* _SOURCE INFORMATION_
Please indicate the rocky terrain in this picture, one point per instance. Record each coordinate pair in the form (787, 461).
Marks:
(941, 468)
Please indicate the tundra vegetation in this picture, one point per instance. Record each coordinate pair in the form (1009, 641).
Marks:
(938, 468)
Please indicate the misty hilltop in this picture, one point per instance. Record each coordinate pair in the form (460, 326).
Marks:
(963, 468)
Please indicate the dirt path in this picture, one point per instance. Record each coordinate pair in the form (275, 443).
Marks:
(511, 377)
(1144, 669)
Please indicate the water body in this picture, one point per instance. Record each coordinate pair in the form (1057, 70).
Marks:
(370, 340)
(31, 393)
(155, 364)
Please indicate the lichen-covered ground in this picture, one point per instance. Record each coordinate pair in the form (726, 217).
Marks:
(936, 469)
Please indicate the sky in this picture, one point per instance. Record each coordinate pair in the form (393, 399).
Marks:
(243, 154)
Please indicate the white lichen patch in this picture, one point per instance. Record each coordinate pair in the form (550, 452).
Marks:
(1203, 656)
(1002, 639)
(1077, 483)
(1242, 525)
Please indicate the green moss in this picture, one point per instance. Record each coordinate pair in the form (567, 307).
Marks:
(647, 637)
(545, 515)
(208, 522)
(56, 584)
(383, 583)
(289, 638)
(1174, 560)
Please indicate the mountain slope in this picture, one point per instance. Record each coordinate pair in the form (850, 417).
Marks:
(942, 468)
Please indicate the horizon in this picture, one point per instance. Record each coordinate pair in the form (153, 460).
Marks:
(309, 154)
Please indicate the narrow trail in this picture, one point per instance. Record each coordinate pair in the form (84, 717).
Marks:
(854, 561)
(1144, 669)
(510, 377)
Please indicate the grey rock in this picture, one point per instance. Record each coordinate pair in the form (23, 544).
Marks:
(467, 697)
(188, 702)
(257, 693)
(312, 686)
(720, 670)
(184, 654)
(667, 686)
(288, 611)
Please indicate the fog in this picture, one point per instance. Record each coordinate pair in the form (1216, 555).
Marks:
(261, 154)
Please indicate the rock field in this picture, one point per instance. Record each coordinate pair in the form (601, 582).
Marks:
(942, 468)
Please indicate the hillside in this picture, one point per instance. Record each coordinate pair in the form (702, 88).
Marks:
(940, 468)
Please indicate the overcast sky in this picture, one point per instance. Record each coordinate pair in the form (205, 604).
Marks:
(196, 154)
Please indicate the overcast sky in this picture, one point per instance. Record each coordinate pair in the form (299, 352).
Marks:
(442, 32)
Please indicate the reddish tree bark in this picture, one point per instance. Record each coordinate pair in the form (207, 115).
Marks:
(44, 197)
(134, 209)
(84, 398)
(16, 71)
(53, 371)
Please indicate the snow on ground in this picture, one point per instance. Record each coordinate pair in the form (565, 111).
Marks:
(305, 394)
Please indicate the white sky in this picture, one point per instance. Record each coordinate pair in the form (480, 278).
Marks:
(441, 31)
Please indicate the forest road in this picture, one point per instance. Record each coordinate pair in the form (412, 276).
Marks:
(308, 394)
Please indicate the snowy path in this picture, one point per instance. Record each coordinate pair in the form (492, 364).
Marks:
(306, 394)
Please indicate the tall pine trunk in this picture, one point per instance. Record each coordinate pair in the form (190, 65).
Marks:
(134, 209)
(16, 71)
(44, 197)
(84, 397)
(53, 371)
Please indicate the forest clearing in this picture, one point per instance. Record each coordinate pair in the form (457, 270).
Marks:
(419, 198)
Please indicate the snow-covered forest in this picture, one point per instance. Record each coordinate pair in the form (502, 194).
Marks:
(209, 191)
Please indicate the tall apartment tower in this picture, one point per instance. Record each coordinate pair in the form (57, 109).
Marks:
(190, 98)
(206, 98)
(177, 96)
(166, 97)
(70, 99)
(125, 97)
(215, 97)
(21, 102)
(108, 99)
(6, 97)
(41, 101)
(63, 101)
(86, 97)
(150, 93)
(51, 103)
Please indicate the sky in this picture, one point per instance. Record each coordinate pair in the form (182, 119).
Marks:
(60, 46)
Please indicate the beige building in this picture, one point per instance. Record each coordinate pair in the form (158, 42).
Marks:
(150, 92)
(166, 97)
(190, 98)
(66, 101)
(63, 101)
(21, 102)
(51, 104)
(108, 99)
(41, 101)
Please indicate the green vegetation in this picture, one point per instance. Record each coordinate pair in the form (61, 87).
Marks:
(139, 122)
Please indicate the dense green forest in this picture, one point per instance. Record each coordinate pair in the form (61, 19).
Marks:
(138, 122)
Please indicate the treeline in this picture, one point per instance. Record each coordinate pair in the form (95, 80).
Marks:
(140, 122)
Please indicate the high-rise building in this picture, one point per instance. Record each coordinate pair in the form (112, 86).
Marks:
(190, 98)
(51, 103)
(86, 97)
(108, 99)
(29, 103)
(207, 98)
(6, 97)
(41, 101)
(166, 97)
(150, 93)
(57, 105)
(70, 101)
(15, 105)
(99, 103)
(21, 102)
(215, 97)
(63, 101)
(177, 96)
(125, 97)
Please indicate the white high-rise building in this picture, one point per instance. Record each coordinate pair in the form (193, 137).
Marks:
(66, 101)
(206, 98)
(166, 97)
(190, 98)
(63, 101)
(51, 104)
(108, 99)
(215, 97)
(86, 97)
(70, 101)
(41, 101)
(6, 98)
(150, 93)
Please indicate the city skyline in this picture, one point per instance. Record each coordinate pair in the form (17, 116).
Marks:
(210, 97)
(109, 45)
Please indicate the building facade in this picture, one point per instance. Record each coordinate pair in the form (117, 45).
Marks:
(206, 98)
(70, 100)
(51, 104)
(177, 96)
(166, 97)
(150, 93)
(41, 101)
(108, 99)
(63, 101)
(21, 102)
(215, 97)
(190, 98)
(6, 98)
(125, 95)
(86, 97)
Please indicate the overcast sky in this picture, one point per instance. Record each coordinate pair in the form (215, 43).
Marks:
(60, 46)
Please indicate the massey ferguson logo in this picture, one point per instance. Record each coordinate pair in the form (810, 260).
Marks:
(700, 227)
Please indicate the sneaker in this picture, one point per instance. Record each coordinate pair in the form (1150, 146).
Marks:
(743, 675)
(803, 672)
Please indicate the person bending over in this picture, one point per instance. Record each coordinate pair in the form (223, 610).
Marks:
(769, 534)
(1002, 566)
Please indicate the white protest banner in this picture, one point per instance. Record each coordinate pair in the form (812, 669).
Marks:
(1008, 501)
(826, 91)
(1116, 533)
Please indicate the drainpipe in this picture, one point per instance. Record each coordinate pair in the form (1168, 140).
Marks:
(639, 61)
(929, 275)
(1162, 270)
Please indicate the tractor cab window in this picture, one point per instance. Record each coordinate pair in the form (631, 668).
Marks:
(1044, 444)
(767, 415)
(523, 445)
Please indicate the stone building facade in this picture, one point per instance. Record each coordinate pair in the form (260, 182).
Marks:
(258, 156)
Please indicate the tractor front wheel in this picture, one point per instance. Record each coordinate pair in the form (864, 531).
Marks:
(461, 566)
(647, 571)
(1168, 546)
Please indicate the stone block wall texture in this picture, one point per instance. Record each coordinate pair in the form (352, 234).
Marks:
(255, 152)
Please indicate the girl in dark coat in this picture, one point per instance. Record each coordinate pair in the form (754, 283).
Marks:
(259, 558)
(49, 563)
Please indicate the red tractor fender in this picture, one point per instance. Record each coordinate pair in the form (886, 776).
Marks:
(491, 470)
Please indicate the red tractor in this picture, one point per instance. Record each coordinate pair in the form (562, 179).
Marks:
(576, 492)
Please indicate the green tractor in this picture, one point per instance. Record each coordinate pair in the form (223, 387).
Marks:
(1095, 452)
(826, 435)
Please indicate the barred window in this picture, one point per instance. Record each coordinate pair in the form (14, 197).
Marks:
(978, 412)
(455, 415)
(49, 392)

* _YOUR ASSIGNMENT_
Each entry above is to be transcribed without alteration.

* _YOUR SOLUTION_
Please indicate the rocky terrain in this picture, one point per instance. Record each coordinate pair in the form (787, 461).
Marks:
(941, 468)
Please indicate the tundra vegetation in this picture, one point per instance. Record each coordinate pair in the form (1009, 641).
Marks:
(938, 468)
Please indicate the misty hilltop in this picture, one point per instance. Record each coordinate pair in the form (460, 326).
Marks:
(963, 468)
Please indicate the dirt path in this picture, one point per instance. Record each coordinate pair in the form (275, 443).
Marks:
(511, 377)
(1144, 669)
Please indicate the water body in this picture, one point per instance. Record each coordinate pair in the form (1057, 70).
Marks:
(370, 340)
(31, 393)
(155, 364)
Please indicate the lichen-covered ground in this picture, one point per instance. Record each coordinate pair in the form (726, 217).
Marks:
(936, 469)
Please indicate the sky in this picture, one point per instance. Record each coordinate pair in the form (393, 399).
Marks:
(243, 154)
Please indicate the white lichen patch in this picture, one point per instance. Record each coordinate pair in the form (550, 452).
Marks:
(1203, 656)
(1002, 639)
(1077, 483)
(1242, 525)
Please indicate the green moss in this picture, one point per instance. Record each coordinate pair in the form (567, 307).
Marks:
(647, 637)
(545, 515)
(208, 522)
(56, 584)
(383, 583)
(289, 638)
(1174, 560)
Please indicate the mountain slope in this picture, one point per instance. Record each coordinate pair in the form (850, 417).
Marks:
(942, 468)
Please indicate the horizon in this picture, one point per instance. Record each coordinate pair in the form (153, 460).
Marks:
(309, 154)
Please indicate the narrow trail in this picture, one point per instance. Record each coordinate pair in the form (84, 717).
Marks:
(854, 561)
(1144, 669)
(510, 377)
Please indicate the grey rock in this picture, one point per instance. Record each coordinate pair in the form (23, 544).
Marks:
(467, 697)
(188, 702)
(257, 693)
(312, 686)
(720, 670)
(184, 654)
(667, 686)
(288, 611)
Please indicate the fog in this picture, one point per instance. Record each coordinate pair in the form (1216, 555).
Marks:
(261, 154)
Please indicate the rock field in this picture, one point per instance. Record each coordinate pair in the form (601, 582).
Marks:
(942, 468)
Please indicate the hillside in this picture, one point per instance. Record each coordinate pair in the form (702, 88).
Marks:
(940, 468)
Please indicate the overcast sky in this picture, one point per instance. Record each coordinate pair in the form (205, 604).
Marks:
(196, 154)
Please indicate the overcast sky in this picture, one point per instance. Record each coordinate pair in the form (299, 352).
Marks:
(442, 32)
Please indicate the reddish tree bark in this picture, one point per instance. Record each coordinate pair in the form (207, 115).
Marks:
(44, 197)
(134, 209)
(84, 398)
(16, 71)
(53, 371)
Please indicate the snow on ground in this picture, one point per instance. Record each coordinate pair in the form (565, 111).
Marks:
(305, 394)
Please indicate the white sky in this picture, one point per instance. Record each coordinate pair in the form (480, 278).
Marks:
(441, 31)
Please indicate the forest road in this picture, one point per instance. Record each coordinate pair in the form (412, 276).
Marks:
(308, 394)
Please indicate the snowy path in this picture, one point per instance. Record each coordinate pair in the form (492, 364).
Marks:
(306, 394)
Please indicate the tall pine trunk in this picture, one point per instance. Record each coordinate pair in the form (190, 65).
Marks:
(134, 209)
(16, 71)
(44, 197)
(84, 397)
(53, 371)
Please indicate the forest clearing in this picture, one point per instance. Record each coordinate pair in the form (457, 270).
Marks:
(419, 198)
Please indicate the snow-covered forest in this picture, one point per instance. Record each coordinate pair in the form (502, 194).
Marks:
(209, 191)
Please indicate the tall apartment tower in this picture, one point per instance. Record each coordinate pair in the form (57, 109).
Marks:
(190, 98)
(206, 98)
(177, 96)
(166, 97)
(70, 99)
(125, 97)
(215, 97)
(21, 102)
(108, 99)
(6, 97)
(41, 101)
(63, 101)
(86, 97)
(150, 93)
(51, 103)
Please indicate the sky in this picture, one point per instance. Record each coordinate pair in the form (182, 119).
Marks:
(60, 46)
Please indicate the beige building in this picture, one point per instance. Record each coordinate pair in the form (158, 42).
Marks:
(150, 92)
(166, 97)
(190, 98)
(66, 101)
(63, 101)
(21, 102)
(51, 104)
(108, 99)
(41, 101)
Please indicate the green vegetation in this picture, one point per instance. Record each coordinate pair in the form (61, 87).
Marks:
(139, 122)
Please indicate the dense green forest in this picture, one point per instance. Record each coordinate pair in the form (61, 19).
Marks:
(138, 122)
Please indicate the treeline in this picture, one point per instance. Record each coordinate pair in the form (95, 80).
Marks:
(140, 122)
Please indicate the high-rise building in this picture, one point per instance. Record each coordinate pair in the form (112, 86).
Marks:
(190, 98)
(51, 103)
(86, 97)
(108, 99)
(29, 103)
(207, 98)
(6, 97)
(41, 101)
(166, 97)
(150, 93)
(57, 105)
(70, 101)
(15, 105)
(99, 103)
(21, 102)
(215, 97)
(63, 101)
(177, 96)
(125, 97)
Please indicate the white high-rise building in this picture, one point per instance. Record each coordinate pair in the form (193, 137).
Marks:
(66, 101)
(206, 98)
(166, 97)
(190, 98)
(63, 101)
(51, 104)
(108, 99)
(215, 97)
(86, 97)
(70, 101)
(41, 101)
(6, 98)
(150, 93)
Please indicate the city skyline in this picture, one point per instance. Record each coordinate pair in the form (17, 116).
Marks:
(210, 97)
(109, 45)
Please indicate the building facade in this picture, one point per instance. Record each coordinate pair in the form (117, 45).
Marks:
(206, 98)
(70, 100)
(51, 104)
(177, 96)
(166, 97)
(150, 93)
(41, 101)
(108, 99)
(63, 101)
(21, 102)
(215, 97)
(190, 98)
(6, 98)
(125, 95)
(86, 97)
Please indicate the overcast sky in this picture, one point per instance. Record each coordinate pair in the form (215, 43).
Marks:
(60, 46)
Please indicate the massey ferguson logo in this picture, one point per instance. Record each coordinate pair in the form (810, 260).
Marks:
(700, 227)
Please indicate the sneaker in this picture, one point per instance. Record each coordinate pair in the form (1150, 146).
Marks:
(743, 675)
(803, 672)
Please indicate the person bending over in this picture, one point per instance. Record each coordinate pair in the form (223, 610).
Marks:
(769, 534)
(1002, 566)
Please indicate the white protest banner in this picture, one point per instance. Record each coordinate pair in the form (812, 669).
Marks:
(1008, 501)
(826, 91)
(1116, 533)
Please indicate the drainpipe in this picture, one point per instance. Record each coordinate pair in the form (1168, 140).
Marks:
(639, 61)
(929, 275)
(1162, 270)
Please indicate the tractor cab window in this picture, one point per instance. Record each coordinate pair in the form (631, 668).
Marks:
(1044, 444)
(767, 415)
(523, 445)
Please indicate the stone building facade in this picture, one point per instance. Record each coordinate pair in the form (260, 182).
Marks:
(258, 156)
Please indicate the tractor front wheel in this picture, one point per instance. Record each coordinate pair in the form (864, 531).
Marks:
(461, 566)
(647, 571)
(1168, 546)
Please indicate the stone block wall texture in this picture, one point per instance. Record each coordinate pair in the form (352, 234).
Marks:
(255, 152)
Please indicate the girl in dark coat in this picture, one point per instance. Record each coordinate pair in the form (754, 283).
Marks:
(259, 558)
(49, 563)
Please indicate the red tractor fender in this picture, one point per instance. Record each coordinate pair in the form (886, 776).
Marks:
(491, 470)
Please indicate the red tractor in this picture, one point per instance. Record each coordinate pair in the form (562, 179).
Marks:
(576, 492)
Please indicate the green tractor in this picture, one point per instance. Record each coordinate pair in the form (223, 387).
Marks:
(1095, 452)
(826, 435)
Please indicate the barred window in this picture, one point per instance. Record each coordinate pair in the form (14, 197).
Marks:
(978, 412)
(455, 415)
(49, 392)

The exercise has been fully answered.